Copy all of the records below word for word, leaving out the picture.

● ● ● ● ●

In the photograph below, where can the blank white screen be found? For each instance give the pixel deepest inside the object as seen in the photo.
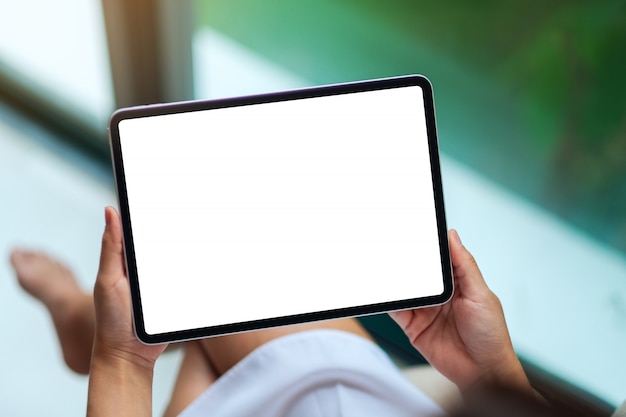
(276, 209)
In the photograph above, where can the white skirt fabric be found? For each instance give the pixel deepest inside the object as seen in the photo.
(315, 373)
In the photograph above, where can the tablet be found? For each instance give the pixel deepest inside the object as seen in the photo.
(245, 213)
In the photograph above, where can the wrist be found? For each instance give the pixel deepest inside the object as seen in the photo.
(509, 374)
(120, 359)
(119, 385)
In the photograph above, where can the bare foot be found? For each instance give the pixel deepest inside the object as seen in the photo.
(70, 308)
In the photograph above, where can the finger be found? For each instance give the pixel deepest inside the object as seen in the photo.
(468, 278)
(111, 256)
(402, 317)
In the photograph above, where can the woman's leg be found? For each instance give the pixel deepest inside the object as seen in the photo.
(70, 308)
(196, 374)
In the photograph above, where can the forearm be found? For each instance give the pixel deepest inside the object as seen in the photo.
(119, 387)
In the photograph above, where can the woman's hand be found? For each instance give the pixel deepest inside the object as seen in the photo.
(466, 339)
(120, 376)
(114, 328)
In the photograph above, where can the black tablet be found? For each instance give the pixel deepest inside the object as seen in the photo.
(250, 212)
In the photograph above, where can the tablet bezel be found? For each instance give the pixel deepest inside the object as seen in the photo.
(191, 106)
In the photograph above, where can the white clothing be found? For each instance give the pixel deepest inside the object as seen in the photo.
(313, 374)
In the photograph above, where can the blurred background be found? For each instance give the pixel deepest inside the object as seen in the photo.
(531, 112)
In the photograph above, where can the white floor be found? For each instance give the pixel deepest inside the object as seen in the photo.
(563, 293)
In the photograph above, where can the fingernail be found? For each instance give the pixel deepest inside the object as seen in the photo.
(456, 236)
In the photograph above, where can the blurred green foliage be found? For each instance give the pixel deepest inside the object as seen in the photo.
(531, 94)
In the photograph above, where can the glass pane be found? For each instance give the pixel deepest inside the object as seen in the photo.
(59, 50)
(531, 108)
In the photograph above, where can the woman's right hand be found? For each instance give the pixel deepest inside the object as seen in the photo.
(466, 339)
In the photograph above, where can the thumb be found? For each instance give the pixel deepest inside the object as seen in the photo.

● ● ● ● ●

RESPONSE TO THE EXERCISE |
In the photograph below, where can the blank white screen be found? For each instance give the pixel deepest inside the object as seen in the photo.
(276, 209)
In the photograph above, where can the white skirt fabric be found? For each instance give the pixel deepest inside the object as seen in the photo.
(315, 373)
In the photograph above, where can the tablet be found? For each instance give the pixel deepest inside the object as seen in the photo.
(245, 213)
In the photograph above, where can the wrist be found? For each instance give the pixel deepest inside the object as seen in the photo.
(509, 374)
(120, 359)
(119, 385)
In the photograph above, where can the bare foot be found? For each instance give the pixel deepest inside the object as seen in the photo.
(70, 308)
In the photograph above, where can the finger be found? For each instance give the pixel deepest inside the object as seen in the photo.
(468, 278)
(111, 256)
(402, 317)
In the photograph above, where can the woman's leg be found? For each instance give the pixel deepest inside the object as seen in the photo.
(70, 308)
(196, 374)
In the photograph above, where can the forearm be found? For each instance give the pixel deepest inside the object as seen in the photo.
(119, 387)
In the photograph above, where can the woman's hand be found? For each instance give the pixel deepest inside the object as seen in the photo.
(466, 339)
(120, 376)
(114, 328)
In the photograph above, where can the black tablet be found? For each instance give the pixel deepest inside the object as seen in the photo.
(250, 212)
In the photograph above, where can the tablet bezel be found? For each instance give the pixel deepest inside the object as seen in the photo.
(191, 106)
In the photograph above, where can the white clothing be found? For each instance give the pixel deepest inside the object as seen in the photo.
(313, 374)
In the photograph above, where can the blurred background be found? For each instance give the pixel deepest inside the object as seen in the photo.
(531, 112)
In the photograph above, where can the white floor be found? For each instance give the pixel deepest inside the object as seen in the photo.
(563, 293)
In the photograph above, where can the fingernail be found? For each instance give the pixel deepest inside the object as seen in the photo.
(456, 236)
In the photograph above, where can the blurred green foliage be found? For each instance give the pixel deepest inside the object as seen in the photo.
(531, 94)
In the photograph above, where can the glass pane be found? For each instance give the pixel deepest inside the object as seen in the photo.
(59, 50)
(531, 108)
In the photograph above, where can the woman's right hand be found? For each instance give the pixel deepest inside the object as seen in the photo.
(466, 339)
In the photograph above, where can the thumb be found? For each instance give the pixel deepest inside the object as seen in the photo.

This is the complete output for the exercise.